Jesus said to his disciples:
“There will be signs in the sun, the moon, and the stars,
and on earth nations will be in dismay,
perplexed by the roaring of the sea and the waves.
People will die of fright
in anticipation of what is coming upon the world,
for the powers of the heavens will be shaken.
And then they will see the Son of Man
coming in a cloud with power and great glory.
But when these signs begin to happen,
stand erect and raise your heads
because your redemption is at hand.
According to the progressive account the world we know will get better and better, climate controlled by man, the goods of the earth equitably distributed. Iphones and electric vehicles will have been perfected, there will be a world government. Heaven will have arrived on earth; Christ’s prayer that the Kingdom would come will have been realized. But human nature will be unchanged. The selfishness, greed, and lust that characterizes human behavior, always frustrating our desire to do good and be good, although perhaps contained with pharmaceuticals will still be rampant.
But what if the history of the world is not a tale of technical progress and political pacification; what if this giant whirling cosmos is no larger than a grain of sand in the hand of God omnipotent who made it and who will in due time call it home? What if the quality of life that matters is the quality of our relation to Him and to our neighbor, not the sum of our achievements and possessions? What if it is not the outside of man and of history that matters but the inside, the will and the heart? What if the real you is not the self who moves easily through the world but that self who is with you when you lay your head on the pillow in the quiet of night?
That is always the question: are we things of stuff, bound in a cycle of endless birth that ends in death, or are we sons of Our Father in heaven, making our way through time, enjoying a created order that is a sacrament of something better that is coming? And when we look at the world through which we move, can we believe that the promise of the rose and the sunrise, the promise of every heart’s hope, is a political settlement or a government program or the advance of science? For in this world the highest thing we know is persons. And if it were not revealed by God it might still be urged on the basis of insight that the end of life and history must be a person, for there is nothing in creation greater than a person. And the Church teaches as truth revealed in Scripture and Tradition that the person who is coming, in whom all things are redeemed, is not a political person or a poet but Jesus, a divine human person who was once among us but who now reigns in heaven,
“the image of the invisible God, the first-born of all creation, in whom all things were created in heaven and on earth, visible and invisible. . . . All things were created through Him and for Him. He is before all things and in Him all things hold together” (Colossians 1:15-20).

□ □ □

▶ [ASSIGNMENT] Carry the reflection on the signs of Christ's coming forward from its closing quotation of Colossians. The data that follows comes from a separate source.

▶ [DATA BELOW]

□ □ □

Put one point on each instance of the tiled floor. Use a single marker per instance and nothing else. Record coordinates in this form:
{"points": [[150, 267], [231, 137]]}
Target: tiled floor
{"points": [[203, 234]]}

□ □ □

▶ [ANSWER BELOW]
His second coming—for He has been among us once—is promised in the words of the New Testament, better New Covenant. In John:
“When I go and prepare a place for you, I will come again and take you to myself” (14:3) . Luke: “At that time you will see the Son of Man coming in clouds with power and great glory” (21:27) .
Paul in Thessalonians: “The Lord himself will descend from heaven, with a cry of command, with the archangel’s call, and with the sound of the trumpet of God. And the dead in Christ will rise first” (4:16).
And from John’s prophecy: “I saw a new heaven and a new earth; for the first heaven and the first earth had passed away . . . And I heard a great voice from the throne saying, ‘Behold the dwelling of God is with men’” (21:1, 3).
And again John says, “When he appears we shall be like him, for we shall see him as he is” (I John 3:2).
Of course the thought that this person who is the meaning of life and history will appear in clouds of glory from the sky is considered by a materialist, secularist culture to be an impossible fancy, having no claim to reality. This will be said because they believe there is nothing in the world but its outside in all its obviousness. They forget that this cosmos that seems so solid is a thought in the mind of God and a creature of His will, so that at any moment He may choose to perfect it by bringing this fallen world order to an end at Christ’s return, renewing it and remaking it under the power of His eternal purpose into the new creation he willed in the beginning. “For as the lightning comes from the east and shines as far as the west, so will be the coming of the Son of Man” (Matthew 24:27). It will always be difficult for secularists to believe that Jesus will appear in the clouds with glory because they forget that the sky is His, it was made through Him.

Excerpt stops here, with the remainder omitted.